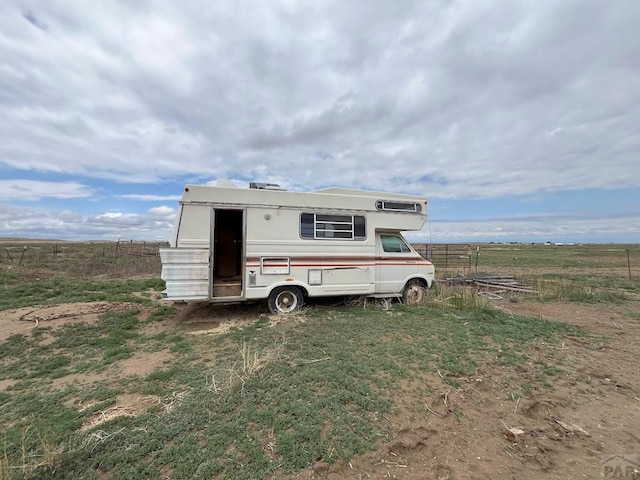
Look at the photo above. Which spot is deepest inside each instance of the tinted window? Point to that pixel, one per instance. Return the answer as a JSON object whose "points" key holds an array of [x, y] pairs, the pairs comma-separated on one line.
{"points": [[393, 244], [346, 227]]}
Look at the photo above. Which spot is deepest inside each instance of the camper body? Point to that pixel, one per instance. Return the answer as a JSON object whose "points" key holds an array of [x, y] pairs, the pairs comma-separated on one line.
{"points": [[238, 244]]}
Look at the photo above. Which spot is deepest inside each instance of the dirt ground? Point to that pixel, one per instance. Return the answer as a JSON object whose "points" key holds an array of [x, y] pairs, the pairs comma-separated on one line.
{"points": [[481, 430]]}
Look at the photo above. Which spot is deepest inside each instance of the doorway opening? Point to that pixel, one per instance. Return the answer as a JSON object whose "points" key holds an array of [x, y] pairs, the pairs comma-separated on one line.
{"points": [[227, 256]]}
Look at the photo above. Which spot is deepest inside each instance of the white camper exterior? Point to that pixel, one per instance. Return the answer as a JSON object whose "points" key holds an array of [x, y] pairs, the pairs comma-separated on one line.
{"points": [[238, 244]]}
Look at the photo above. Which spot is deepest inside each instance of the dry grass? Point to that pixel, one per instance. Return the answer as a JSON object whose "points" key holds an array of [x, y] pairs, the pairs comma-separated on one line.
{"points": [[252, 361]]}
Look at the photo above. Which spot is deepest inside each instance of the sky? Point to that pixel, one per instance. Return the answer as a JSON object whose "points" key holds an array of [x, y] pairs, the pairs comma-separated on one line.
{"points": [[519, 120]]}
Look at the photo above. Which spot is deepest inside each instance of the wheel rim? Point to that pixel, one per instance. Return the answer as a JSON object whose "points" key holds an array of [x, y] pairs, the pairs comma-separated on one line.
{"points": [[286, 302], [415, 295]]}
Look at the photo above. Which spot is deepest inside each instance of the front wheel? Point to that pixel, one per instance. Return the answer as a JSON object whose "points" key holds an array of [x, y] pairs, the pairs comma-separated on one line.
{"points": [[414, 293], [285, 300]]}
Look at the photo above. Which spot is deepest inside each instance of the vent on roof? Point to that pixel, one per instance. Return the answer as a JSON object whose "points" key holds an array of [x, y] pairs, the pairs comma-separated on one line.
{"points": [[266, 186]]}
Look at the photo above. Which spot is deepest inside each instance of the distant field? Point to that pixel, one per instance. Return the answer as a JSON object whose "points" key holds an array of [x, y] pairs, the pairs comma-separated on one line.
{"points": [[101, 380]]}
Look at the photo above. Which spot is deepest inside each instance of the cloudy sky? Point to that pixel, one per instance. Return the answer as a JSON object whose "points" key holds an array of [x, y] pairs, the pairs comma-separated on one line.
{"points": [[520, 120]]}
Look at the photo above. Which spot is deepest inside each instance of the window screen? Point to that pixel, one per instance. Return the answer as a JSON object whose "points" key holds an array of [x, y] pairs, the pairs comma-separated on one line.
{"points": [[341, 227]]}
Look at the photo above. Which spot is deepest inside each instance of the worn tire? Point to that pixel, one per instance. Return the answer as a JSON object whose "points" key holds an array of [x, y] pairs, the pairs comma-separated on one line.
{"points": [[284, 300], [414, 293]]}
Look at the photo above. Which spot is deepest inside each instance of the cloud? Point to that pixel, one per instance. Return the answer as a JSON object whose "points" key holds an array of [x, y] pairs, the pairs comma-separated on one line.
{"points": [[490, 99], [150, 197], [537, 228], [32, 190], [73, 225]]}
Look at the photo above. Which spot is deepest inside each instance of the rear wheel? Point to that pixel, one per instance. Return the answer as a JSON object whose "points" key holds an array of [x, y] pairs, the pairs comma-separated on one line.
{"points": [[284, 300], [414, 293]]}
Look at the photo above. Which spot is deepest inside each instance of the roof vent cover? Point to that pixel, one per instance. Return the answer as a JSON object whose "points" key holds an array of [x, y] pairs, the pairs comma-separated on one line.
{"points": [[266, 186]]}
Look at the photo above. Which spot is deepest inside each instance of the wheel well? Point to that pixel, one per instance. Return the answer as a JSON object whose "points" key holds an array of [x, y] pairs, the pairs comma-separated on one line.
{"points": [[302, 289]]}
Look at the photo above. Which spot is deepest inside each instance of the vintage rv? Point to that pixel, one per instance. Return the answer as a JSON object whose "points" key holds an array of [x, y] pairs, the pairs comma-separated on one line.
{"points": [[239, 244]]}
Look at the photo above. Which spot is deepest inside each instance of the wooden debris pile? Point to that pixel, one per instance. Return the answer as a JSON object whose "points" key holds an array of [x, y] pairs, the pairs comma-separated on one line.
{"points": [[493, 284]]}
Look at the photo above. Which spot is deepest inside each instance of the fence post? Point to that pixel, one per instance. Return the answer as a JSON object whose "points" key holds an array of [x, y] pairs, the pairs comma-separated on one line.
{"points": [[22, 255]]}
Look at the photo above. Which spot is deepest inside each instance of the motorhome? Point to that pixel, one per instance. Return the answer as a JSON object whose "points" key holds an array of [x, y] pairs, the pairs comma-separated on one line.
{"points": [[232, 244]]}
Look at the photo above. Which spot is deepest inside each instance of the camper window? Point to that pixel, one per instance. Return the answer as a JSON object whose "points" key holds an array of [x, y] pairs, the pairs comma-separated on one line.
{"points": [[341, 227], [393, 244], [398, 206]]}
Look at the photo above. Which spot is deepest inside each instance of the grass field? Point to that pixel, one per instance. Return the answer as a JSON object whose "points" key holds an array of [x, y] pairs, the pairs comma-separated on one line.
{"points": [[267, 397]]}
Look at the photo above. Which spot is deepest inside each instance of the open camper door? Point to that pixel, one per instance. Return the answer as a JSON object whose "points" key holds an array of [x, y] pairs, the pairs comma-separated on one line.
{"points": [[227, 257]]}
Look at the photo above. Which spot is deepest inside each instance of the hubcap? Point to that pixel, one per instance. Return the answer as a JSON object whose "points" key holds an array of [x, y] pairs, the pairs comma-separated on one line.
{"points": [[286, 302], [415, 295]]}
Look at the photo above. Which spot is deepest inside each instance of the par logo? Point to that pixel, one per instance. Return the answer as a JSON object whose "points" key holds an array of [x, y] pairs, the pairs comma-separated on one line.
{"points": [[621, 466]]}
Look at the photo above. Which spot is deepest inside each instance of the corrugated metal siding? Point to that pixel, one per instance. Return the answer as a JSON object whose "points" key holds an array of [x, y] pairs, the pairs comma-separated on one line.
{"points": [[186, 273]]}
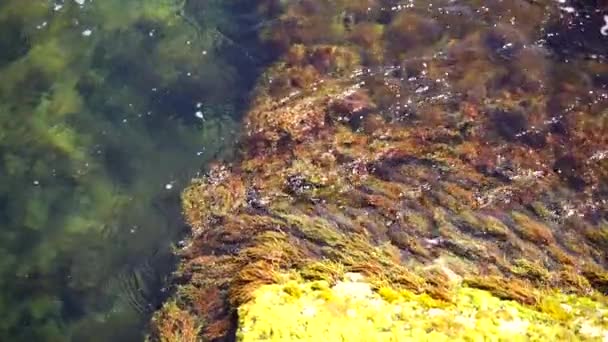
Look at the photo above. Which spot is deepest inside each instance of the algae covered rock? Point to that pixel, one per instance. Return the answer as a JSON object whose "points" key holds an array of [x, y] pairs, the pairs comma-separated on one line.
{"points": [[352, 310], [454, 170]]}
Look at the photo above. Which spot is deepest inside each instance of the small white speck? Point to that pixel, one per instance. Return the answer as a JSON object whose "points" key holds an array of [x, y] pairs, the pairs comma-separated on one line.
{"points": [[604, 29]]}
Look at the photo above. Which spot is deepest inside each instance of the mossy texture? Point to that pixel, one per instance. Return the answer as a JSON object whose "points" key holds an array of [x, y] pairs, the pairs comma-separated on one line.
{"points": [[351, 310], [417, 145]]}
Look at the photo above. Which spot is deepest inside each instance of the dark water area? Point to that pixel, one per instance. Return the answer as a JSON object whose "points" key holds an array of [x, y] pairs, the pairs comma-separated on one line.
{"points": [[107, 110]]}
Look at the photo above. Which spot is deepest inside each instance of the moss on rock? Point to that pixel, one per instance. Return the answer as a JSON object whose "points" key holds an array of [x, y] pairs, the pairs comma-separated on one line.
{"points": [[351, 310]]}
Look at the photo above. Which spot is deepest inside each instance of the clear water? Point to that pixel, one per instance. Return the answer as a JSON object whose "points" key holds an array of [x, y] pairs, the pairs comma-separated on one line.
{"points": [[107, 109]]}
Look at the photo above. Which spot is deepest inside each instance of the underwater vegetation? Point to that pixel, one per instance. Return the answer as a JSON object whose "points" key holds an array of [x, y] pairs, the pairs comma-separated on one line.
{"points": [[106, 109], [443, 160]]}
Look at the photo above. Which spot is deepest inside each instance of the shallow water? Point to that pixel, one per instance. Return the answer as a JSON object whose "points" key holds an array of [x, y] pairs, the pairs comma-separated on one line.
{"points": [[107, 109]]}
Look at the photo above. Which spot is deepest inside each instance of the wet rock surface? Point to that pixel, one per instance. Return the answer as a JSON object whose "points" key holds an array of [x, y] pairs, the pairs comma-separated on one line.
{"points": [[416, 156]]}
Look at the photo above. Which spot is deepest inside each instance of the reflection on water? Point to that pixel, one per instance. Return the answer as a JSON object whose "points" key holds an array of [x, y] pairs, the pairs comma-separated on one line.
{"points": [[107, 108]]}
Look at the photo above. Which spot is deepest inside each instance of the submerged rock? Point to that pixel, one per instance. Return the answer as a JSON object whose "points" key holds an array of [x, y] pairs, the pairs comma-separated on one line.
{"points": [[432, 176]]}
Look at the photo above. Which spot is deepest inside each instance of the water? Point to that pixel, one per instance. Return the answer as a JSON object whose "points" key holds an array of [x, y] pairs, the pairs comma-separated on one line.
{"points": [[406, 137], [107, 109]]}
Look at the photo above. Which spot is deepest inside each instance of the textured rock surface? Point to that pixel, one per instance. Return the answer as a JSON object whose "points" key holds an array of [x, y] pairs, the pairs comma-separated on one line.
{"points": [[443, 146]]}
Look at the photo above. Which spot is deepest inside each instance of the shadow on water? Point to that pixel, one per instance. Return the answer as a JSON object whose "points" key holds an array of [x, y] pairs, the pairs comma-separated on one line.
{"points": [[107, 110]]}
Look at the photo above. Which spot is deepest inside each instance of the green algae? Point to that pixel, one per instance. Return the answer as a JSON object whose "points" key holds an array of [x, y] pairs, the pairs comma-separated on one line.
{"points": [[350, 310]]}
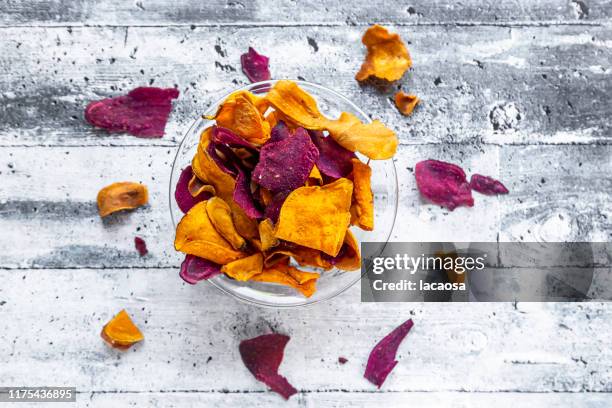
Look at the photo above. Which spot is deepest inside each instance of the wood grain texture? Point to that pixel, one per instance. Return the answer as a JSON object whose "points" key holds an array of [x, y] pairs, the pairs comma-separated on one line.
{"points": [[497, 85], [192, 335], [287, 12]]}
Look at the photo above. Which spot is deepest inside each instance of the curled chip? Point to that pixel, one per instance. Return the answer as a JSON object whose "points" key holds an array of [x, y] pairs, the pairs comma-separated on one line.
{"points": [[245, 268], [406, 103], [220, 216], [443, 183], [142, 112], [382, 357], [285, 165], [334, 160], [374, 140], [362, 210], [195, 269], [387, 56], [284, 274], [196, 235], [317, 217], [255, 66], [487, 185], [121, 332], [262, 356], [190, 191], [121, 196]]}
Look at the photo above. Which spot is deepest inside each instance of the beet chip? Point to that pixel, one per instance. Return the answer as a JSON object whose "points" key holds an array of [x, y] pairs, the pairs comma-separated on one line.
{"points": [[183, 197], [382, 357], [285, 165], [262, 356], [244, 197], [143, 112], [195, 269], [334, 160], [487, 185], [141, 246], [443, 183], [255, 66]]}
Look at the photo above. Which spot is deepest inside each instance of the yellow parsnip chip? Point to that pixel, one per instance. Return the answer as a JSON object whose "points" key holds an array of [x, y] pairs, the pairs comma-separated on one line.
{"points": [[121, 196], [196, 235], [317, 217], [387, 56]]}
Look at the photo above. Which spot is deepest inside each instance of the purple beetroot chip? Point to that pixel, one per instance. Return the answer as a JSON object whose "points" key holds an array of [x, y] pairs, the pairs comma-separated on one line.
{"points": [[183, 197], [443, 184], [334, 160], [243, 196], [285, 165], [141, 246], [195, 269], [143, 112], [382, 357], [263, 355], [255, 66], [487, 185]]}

[The task]
Set down, unchanged, the line that contains "of the purple" together with every later line in the records, through the last one.

[Answer to the task]
Look at the photo above. Which spot is deepest inside each instance of the purple beetroot chip? Point to that pixel, one per instance. Return the answer as a JSON object whose "points" key holds an array of [x, y] pairs, the pairs comma-separated on one line.
{"points": [[183, 197], [443, 184], [334, 160], [243, 196], [285, 165], [141, 246], [195, 269], [143, 112], [382, 357], [263, 355], [255, 66], [487, 185]]}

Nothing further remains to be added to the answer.